## WHAT IS ASKED
Replace "named fields" with "labeled fields" in the lines starting with the line that contains "Locate the wavy" and going on through the line that contains "xmin=568 ymin=0 xmax=666 ymax=285". Output only those lines, with everything else unchanged.

## DATASET
☆ ☆ ☆ ☆ ☆
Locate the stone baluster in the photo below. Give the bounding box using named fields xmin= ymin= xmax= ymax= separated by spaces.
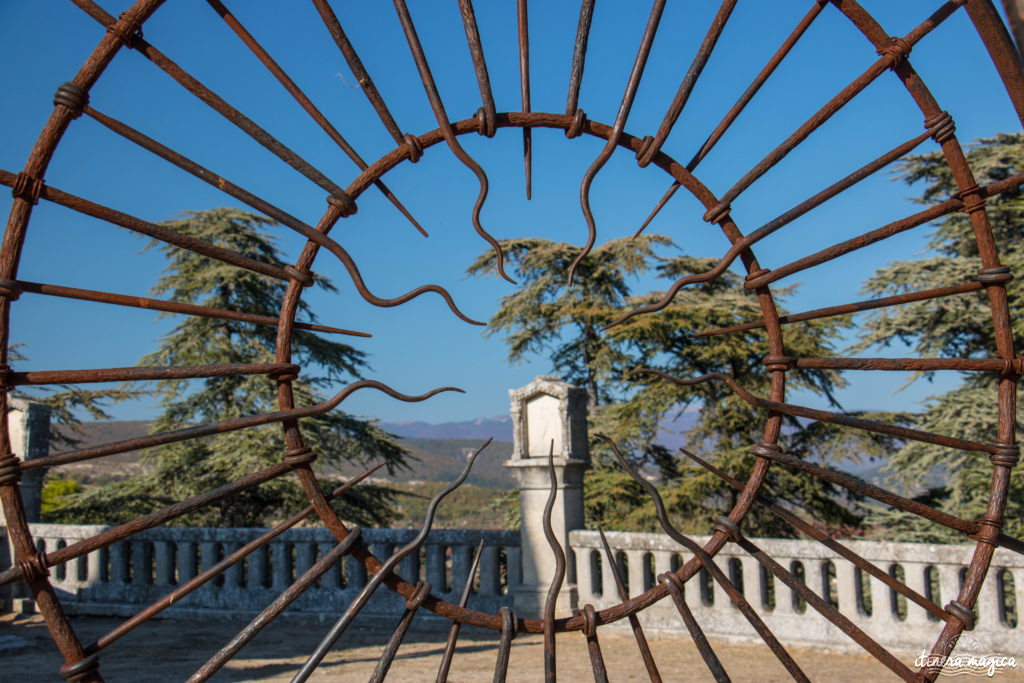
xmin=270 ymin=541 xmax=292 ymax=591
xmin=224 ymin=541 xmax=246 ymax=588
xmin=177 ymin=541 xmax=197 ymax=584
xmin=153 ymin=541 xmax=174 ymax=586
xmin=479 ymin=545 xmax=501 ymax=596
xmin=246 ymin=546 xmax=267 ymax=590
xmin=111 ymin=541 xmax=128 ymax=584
☆ ☆ ☆ ☆ ☆
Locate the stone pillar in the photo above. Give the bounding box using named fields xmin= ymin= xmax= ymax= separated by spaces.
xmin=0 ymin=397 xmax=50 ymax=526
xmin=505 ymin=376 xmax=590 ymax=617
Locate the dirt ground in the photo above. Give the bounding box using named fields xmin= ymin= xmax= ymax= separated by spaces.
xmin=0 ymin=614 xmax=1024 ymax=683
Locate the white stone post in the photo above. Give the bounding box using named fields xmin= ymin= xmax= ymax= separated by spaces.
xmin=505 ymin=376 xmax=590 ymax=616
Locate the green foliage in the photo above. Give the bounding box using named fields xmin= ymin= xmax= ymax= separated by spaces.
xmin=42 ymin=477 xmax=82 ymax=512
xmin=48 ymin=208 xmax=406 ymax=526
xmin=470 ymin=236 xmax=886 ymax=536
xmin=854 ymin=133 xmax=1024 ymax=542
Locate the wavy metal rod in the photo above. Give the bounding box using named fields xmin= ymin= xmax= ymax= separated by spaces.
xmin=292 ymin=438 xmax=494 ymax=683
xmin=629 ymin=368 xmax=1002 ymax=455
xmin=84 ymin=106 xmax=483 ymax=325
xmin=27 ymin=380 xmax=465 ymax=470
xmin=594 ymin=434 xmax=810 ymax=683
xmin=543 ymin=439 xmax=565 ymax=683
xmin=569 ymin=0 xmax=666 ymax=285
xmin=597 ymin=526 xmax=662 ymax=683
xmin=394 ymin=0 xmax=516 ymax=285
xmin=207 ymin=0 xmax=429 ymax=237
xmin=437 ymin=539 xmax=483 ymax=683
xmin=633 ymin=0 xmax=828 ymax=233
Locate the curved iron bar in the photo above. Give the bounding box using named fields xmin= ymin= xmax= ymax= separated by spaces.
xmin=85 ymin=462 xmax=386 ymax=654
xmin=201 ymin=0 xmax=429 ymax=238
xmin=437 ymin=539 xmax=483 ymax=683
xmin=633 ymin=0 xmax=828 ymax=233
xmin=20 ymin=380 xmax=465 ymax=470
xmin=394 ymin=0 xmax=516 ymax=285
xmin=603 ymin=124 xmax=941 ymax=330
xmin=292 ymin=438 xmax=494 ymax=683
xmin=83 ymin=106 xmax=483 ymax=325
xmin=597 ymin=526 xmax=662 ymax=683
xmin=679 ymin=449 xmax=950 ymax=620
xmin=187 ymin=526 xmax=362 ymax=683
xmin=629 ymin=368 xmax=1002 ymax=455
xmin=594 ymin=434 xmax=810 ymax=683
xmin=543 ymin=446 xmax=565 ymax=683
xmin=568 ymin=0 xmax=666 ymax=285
☆ ☆ ☆ ☆ ☆
## ANSWER TO THE TASK
Locate the wavy metal rod in the photo above. Give the bounding box using labeled fields xmin= ymin= xmax= ymax= separated by spaces.
xmin=292 ymin=438 xmax=494 ymax=683
xmin=629 ymin=368 xmax=1002 ymax=455
xmin=84 ymin=106 xmax=483 ymax=325
xmin=27 ymin=380 xmax=465 ymax=470
xmin=594 ymin=434 xmax=810 ymax=683
xmin=543 ymin=439 xmax=565 ymax=683
xmin=569 ymin=0 xmax=666 ymax=285
xmin=597 ymin=526 xmax=662 ymax=683
xmin=394 ymin=0 xmax=516 ymax=285
xmin=207 ymin=0 xmax=429 ymax=237
xmin=437 ymin=539 xmax=483 ymax=683
xmin=633 ymin=0 xmax=828 ymax=233
Locate the curved iron bar in the photo above. Give the bounding box using labeled fields xmin= ymin= xmax= ymax= separated by spaces.
xmin=85 ymin=462 xmax=386 ymax=654
xmin=201 ymin=0 xmax=429 ymax=238
xmin=437 ymin=539 xmax=483 ymax=683
xmin=633 ymin=0 xmax=828 ymax=233
xmin=20 ymin=380 xmax=465 ymax=470
xmin=394 ymin=0 xmax=516 ymax=285
xmin=603 ymin=124 xmax=941 ymax=330
xmin=292 ymin=438 xmax=494 ymax=683
xmin=83 ymin=106 xmax=483 ymax=325
xmin=597 ymin=526 xmax=662 ymax=683
xmin=679 ymin=449 xmax=950 ymax=620
xmin=187 ymin=526 xmax=362 ymax=683
xmin=629 ymin=368 xmax=1002 ymax=455
xmin=594 ymin=434 xmax=810 ymax=683
xmin=543 ymin=446 xmax=565 ymax=683
xmin=568 ymin=0 xmax=666 ymax=285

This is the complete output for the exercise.